= Source extract =
= Beginning of Section =

Evaluate long-term needs (§3, 10 min): list the 10 most common user query types and label each with vector / KV / event log. If 8 are vector, you probably don't need the other two stores yet — otherwise you're over-engineering.
Design the write router (§3-4, 5 min): when a user utterance comes in, who decides where it goes? Rules / LLM router / user-explicit? Does write carry an evidence field?
Set the forgetting policy (§4, 3 min): profile token ceiling? what happens when exceeded (LRU / archival / user review)? event log decay window?
Draw one diagram (2 min): on a whiteboard / draw.io, sketch the four layers and the routing arrows. If you can't draw it, your design isn't done.
In 30 minutes you should have: a state topology diagram, read/write policy per layer, write-routing logic, and a forgetting policy. This is the document that upgrades an agent from demo to "gets to know you" product. Next time a teammate asks "how does our agent remember things", you hand them this diagram — no more mumbling "we stuff it into Chroma".
// Deep Thinking
Context windows are already 1M+ tokens — do we still need long-term memory architecture? Why not stuff all history?
No, for three reasons. (1) Cost: 1M tokens is $3+ per call, and without prefix-cache hits latency can be 30s+. (2) Lost-in-the-middle (Liu et al. 2023): middle-of-context recall drops below 50%; stuffing it in doesn't mean the model can use it. (3) Signal-to-noise: history is ~90% noise; full injection dilutes instructions and splits attention. A 1M context raises the ceiling but doesn't remove "what gets into context" — context engineering becomes more important, not less.
MemGPT's "self-edit memory" — LLM does its own page-in/page-out — looks elegant. Why hasn't industry adopted it at scale?
Three engineering realities: (1) Low predictability — the LLM decides when and what to page in; reproducing bugs in debug is hard. (2) Extra LLM-call cost — every decision step adds an inference, doubling latency and tokens. (3) Unfriendly to small models — self-edit requires strong meta-cognition; only GPT-4 / Claude Opus class is stable, smaller models often page out the key fact. Most products (ChatGPT memory / Claude memory) use the more boring path: fixed triggers (extract every turn) + simple KV — controllability wins.

= End of Section =

= Extracted material =
= Beginning of Section =

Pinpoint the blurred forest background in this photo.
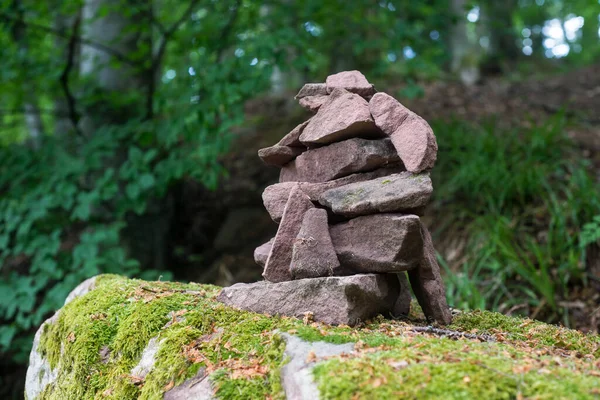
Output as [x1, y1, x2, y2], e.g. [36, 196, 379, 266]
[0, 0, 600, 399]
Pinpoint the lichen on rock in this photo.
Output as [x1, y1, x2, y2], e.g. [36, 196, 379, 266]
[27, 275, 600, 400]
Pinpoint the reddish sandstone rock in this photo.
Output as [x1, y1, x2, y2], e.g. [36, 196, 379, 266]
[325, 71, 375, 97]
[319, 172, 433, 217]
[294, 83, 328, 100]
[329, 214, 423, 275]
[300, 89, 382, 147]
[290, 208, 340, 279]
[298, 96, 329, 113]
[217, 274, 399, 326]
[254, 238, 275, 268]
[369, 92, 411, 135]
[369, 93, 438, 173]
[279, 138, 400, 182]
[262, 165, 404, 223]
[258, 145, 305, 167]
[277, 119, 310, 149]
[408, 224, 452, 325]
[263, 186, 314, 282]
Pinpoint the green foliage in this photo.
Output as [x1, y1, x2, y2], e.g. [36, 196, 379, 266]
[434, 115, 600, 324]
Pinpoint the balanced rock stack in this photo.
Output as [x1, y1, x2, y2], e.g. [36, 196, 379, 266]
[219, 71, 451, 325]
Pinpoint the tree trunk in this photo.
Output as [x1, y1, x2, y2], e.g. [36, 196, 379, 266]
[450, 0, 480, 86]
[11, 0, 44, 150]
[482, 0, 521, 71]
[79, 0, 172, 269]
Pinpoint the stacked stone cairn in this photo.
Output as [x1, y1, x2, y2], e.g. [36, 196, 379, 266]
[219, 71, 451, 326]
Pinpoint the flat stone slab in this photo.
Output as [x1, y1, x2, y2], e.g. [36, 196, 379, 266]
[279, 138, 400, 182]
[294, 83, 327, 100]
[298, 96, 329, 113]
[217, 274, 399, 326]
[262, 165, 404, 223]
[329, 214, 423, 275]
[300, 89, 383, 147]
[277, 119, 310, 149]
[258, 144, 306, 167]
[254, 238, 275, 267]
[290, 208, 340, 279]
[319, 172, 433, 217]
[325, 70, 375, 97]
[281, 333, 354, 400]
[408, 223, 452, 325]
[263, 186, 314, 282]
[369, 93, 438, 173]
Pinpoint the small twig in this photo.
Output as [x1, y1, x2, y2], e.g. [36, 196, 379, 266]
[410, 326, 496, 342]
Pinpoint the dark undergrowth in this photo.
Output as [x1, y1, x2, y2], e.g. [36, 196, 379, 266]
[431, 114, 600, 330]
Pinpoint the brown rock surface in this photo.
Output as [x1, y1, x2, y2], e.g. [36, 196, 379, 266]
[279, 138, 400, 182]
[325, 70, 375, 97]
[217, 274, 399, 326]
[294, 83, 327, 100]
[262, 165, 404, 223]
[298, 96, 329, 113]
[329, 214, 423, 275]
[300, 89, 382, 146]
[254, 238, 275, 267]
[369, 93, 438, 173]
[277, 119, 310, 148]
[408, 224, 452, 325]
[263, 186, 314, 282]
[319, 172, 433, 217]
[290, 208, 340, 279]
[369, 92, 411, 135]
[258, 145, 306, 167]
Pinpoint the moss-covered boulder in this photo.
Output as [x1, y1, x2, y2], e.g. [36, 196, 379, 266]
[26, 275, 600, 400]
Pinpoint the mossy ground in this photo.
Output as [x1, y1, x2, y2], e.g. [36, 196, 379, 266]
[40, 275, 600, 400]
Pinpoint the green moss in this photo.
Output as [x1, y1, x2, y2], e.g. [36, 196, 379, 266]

= End of Section =

= Exercise directions =
Resume the passage on agent memory design, beginning after its final paragraph. The material comes from a source separate from the passage on agent memory design.

= Answer box =
Is user profile "the more the better" or is there an optimal size? How would you measure it?
There's an optimal range, typically 200–1500 tokens. Evidence: (1) too short → weak personalization, agent generic; (2) too long → dilutes instructions, splits attention, model "follows profile item #7 but ignores current user instruction". To measure: build a holdout task eval, x-axis = profile length, y-axis = task pass rate; you'll see an inverted U. Letta caps core memory around 2000 tokens and uses archival/vector as fallback — based on this kind of empirical signal.
What about an episodic event log that accumulates 100k+ events — retain everything or apply a forgetting curve?
Must forget, but via "tiered decay" rather than a blunt TTL. Three tiers: (1) last 7 days: raw retain; (2) 7–90 days: weekly summary, archive originals; (3) 90+ days: monthly summary into vector store. This maps cleanly to human working / short-term / long-term memory. Significant "life events" (major decisions, user-flagged important) live on a separate timeline kept forever. The reflection mechanism in the Generative Agents paper (Park et al. 2023) is the academic prototype — periodically distill episodic events into higher-level reflections.
For one user across multiple agents (work assistant / writing assistant / investment research), should profiles be shared or scoped?
Default scoped, share on request. The temptation: "write profile once, every agent knows me". The reality: scope confusion (the work agent shouldn't use your health data to decide), privacy leak, and profile cross-pollution (an investment agent mis-infers and writes to the main profile). Correct architecture: (1) one minimal global identity (name, language pref, timezone); (2) each agent has a scoped local profile; (3) cross-agent sharing requires explicit user approval. This boundary design matters more than tooling — it's the politics of personal AI infra, not just engineering.